* SELECTED TEXT:
BEGIN
You’d be pretty hard-pressed to argue that fact that our culture is somewhat obsessed with nostalgia right now. From fashion to the endless slew of movie and television show remakes being produced these days, it’s apparent that people crave nostalgia. So why is this the case? Is it merely because nostalgia reminds of the days when we were younger, and life was simpler or were the olden days that much better? Well, up until about 15 years ago, most psychologists believed nostalgia was bad for you, but that’s not necessarily the case anymore.

Professor Constantine Sedikides

Constantine Sedikides is Professor of Social and Personality Psychology at the University of Southampton where he pioneered a field that today includes dozens of researchers around the world using tools including a questionnaire called the “Southampton Nostalgia Scale.” Even though nostalgia was initially considered a disorder ever since the term was coined by a 17th-century Swiss physician who attributed soldiers’ mental and physical maladies to their longing to return home, Sedikides has changed a lot of perceptions after over a decade of study on the subject. The Southampton Nostalgia Scale demonstrated that nostalgia had been shown to counteract feelings of boredom, loneliness, and anxiety. Nostalgia can also make people more generous to strangers and more tolerant of outsiders. Sedikides also discovered that couples feel closer and look happier when they’re sharing nostalgic memories.

“Nostalgia makes us a bit more human,” Dr. Sedikides says. He considers the first great nostalgist to be Odysseus, an itinerant who used memories of his family and home to get through hard times, but Dr. Sedikides emphasizes that nostalgia is not the same as homesickness. It’s not just for those away from home, and it’s not a sickness, despite its historical reputation. Southampton remains the primary source of nostalgia growth industry today. Sedikides often works in tandem with Dr. Tim Wildschut, a senior researcher, and another émigré, from Utrecht in the Netherlands. “Every week, to begin with, we were surprised by what we found,” Sedikides says. “We quickly built a programme of research around it.”
END
* EXERCISE DIRECTIONS:
Answer these from the text on nostalgia:
(a) At which university is Constantine Sedikides a professor?
(b) Who coined the term "nostalgia," according to the text?
(c) Whom does Sedikides consider the first great nostalgist?

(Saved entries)
BEGIN
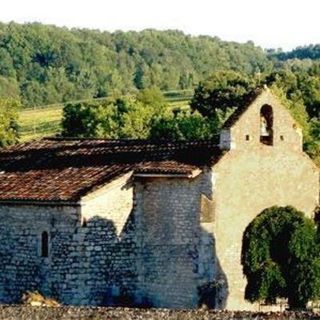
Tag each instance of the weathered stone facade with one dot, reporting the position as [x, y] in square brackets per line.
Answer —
[165, 240]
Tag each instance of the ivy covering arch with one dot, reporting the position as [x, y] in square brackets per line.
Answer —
[280, 257]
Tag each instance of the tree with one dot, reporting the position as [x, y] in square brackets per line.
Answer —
[280, 257]
[221, 94]
[9, 121]
[113, 118]
[182, 125]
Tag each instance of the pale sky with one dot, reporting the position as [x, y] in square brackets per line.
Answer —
[270, 24]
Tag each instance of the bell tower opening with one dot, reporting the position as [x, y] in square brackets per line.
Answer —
[266, 125]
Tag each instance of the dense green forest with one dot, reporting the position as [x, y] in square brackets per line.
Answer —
[46, 64]
[42, 64]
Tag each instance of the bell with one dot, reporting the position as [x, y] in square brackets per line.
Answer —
[263, 128]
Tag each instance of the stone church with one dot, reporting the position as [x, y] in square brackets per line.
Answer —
[109, 222]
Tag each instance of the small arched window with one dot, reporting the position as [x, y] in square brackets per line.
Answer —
[266, 125]
[44, 244]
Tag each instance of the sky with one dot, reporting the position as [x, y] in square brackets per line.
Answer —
[282, 24]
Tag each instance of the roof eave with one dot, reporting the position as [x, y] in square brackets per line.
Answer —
[189, 175]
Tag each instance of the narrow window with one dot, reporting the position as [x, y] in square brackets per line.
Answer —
[266, 125]
[44, 244]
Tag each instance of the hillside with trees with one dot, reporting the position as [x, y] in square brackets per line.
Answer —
[44, 64]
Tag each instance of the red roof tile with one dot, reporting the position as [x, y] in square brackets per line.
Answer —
[66, 169]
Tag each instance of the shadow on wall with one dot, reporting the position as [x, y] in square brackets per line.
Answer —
[213, 293]
[92, 265]
[106, 274]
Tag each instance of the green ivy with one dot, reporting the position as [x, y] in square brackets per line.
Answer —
[280, 257]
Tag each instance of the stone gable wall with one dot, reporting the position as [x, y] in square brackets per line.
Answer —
[252, 177]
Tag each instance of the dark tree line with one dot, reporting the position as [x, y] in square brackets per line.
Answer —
[44, 64]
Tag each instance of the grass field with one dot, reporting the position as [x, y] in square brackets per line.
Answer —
[46, 121]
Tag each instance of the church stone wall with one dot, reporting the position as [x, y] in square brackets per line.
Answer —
[91, 260]
[176, 250]
[21, 266]
[247, 182]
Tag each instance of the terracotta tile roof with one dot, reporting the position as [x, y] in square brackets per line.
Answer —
[248, 100]
[66, 169]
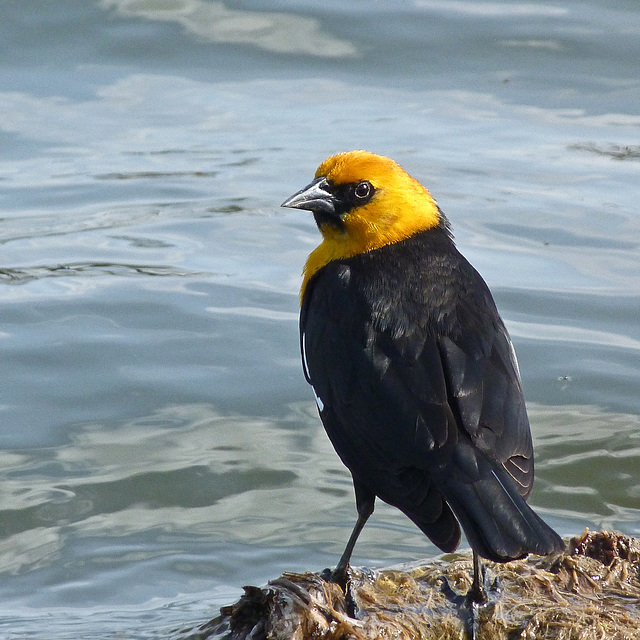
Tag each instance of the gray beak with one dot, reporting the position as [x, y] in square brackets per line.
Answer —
[316, 197]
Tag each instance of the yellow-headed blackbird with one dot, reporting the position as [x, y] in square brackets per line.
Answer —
[414, 373]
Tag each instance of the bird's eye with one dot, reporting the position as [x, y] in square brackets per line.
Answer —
[363, 190]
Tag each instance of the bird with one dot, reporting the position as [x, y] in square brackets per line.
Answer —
[414, 373]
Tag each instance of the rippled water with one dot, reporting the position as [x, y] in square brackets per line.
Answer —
[158, 445]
END
* ANSWER SPACE:
(a) The University of Southampton
(b) A 17th-century Swiss physician
(c) Odysseus